Please list every line in the records below that contains the word "sofa", copying each line in full. Case counts.
**** Raw data
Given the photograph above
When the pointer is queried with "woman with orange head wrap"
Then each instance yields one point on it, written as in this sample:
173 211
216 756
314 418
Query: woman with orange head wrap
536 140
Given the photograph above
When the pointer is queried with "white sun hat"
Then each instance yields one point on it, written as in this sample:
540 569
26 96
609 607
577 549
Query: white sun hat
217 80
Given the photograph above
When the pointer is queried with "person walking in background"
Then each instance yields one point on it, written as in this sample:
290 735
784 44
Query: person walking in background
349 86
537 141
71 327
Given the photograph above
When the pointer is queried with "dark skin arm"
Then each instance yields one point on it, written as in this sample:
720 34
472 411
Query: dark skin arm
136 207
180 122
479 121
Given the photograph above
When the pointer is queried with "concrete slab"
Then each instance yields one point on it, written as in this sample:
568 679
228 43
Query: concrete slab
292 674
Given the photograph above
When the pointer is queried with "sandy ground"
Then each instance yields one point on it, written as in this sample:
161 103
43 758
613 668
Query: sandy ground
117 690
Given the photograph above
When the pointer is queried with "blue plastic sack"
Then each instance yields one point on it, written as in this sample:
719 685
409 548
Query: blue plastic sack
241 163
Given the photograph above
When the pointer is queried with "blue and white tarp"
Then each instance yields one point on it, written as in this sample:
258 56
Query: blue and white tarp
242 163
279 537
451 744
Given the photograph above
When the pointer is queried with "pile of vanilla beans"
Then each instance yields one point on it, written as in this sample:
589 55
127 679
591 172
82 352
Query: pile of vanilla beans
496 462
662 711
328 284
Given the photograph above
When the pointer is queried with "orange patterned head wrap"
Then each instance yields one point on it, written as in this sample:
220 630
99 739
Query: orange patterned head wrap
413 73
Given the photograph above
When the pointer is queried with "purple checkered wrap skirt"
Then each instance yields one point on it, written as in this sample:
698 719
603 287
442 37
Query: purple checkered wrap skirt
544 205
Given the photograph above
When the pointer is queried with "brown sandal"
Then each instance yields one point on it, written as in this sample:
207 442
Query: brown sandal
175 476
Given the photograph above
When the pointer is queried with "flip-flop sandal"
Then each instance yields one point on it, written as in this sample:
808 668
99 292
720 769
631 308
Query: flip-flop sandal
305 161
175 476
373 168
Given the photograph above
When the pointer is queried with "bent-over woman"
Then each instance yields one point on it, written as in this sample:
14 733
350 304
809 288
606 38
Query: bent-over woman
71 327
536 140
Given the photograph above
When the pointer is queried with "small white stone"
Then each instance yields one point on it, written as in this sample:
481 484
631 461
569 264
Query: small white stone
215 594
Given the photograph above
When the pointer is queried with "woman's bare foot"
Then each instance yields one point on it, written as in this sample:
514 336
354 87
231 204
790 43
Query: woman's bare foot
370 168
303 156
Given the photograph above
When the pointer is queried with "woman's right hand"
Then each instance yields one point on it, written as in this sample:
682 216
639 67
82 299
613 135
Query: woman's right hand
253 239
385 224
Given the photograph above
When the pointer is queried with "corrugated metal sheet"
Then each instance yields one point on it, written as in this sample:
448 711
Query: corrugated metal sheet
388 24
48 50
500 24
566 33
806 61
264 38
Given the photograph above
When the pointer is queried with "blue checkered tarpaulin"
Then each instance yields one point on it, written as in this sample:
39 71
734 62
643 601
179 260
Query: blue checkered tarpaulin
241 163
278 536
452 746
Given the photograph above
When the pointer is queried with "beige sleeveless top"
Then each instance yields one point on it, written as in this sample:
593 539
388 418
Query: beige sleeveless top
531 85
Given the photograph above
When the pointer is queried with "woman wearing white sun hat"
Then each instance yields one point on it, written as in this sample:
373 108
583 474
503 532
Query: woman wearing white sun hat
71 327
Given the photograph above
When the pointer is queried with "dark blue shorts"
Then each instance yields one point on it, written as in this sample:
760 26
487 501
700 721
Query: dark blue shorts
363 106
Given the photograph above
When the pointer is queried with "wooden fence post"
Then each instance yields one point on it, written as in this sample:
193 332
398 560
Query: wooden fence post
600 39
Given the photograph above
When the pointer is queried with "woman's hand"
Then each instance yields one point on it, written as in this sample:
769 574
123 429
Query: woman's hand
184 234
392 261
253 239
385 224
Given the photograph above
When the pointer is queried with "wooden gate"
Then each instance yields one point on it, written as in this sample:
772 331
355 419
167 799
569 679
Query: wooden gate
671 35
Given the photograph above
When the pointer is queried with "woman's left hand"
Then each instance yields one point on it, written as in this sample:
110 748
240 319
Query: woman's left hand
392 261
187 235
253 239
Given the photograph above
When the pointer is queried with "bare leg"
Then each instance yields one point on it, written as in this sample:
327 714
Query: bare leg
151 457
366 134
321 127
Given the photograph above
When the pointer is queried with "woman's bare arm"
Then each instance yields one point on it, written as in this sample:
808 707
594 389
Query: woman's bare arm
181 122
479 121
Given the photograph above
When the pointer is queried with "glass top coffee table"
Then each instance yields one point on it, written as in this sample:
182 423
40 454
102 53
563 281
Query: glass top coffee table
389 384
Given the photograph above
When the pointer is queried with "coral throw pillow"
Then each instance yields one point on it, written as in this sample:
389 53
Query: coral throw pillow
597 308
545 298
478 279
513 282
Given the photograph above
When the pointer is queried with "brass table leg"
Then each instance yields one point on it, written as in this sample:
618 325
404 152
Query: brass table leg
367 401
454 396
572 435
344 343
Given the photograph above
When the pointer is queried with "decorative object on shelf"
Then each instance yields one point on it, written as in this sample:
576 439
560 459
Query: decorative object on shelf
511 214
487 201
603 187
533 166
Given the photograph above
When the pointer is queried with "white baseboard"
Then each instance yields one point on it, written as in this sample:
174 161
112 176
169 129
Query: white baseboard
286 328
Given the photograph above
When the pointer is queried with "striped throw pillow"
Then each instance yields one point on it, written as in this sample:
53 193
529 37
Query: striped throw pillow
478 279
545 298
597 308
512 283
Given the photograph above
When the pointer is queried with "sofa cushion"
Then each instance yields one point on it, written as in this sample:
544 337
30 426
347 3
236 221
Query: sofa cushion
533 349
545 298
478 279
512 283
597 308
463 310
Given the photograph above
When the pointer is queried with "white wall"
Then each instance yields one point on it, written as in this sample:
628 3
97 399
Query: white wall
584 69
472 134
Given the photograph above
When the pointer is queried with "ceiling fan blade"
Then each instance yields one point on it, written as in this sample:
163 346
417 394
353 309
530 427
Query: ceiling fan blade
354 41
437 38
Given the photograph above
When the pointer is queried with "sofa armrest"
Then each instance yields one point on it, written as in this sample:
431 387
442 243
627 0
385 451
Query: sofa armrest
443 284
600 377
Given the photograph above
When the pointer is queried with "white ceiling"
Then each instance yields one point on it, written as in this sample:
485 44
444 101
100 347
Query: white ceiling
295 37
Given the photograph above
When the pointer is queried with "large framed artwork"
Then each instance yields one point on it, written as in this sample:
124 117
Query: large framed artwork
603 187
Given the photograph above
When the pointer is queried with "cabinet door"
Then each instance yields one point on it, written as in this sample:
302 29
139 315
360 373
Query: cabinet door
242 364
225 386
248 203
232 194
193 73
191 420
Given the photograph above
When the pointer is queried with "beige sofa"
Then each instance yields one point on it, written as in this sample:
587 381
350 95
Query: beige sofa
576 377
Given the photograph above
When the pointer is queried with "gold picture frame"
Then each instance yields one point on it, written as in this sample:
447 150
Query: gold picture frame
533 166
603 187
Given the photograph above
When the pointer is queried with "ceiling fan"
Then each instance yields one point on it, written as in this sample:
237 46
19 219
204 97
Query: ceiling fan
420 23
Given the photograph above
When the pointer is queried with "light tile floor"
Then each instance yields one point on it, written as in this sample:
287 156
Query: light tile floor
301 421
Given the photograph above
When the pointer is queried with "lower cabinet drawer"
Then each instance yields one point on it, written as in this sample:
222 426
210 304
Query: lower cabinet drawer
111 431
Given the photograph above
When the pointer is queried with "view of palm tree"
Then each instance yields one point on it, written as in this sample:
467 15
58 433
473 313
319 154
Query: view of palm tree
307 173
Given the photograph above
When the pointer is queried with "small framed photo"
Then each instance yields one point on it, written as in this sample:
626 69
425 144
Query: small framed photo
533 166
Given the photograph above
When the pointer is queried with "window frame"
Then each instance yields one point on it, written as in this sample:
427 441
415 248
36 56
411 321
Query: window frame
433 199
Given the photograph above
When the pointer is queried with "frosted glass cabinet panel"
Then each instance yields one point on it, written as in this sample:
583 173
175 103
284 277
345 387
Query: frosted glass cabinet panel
********
Correct result ::
When the pointer is queried with "sofa cushion"
Query: sofa cushion
When the pointer is queried with "sofa armrest"
Query: sofa armrest
When the pointer is queried with "beige sofa"
Query: beige sofa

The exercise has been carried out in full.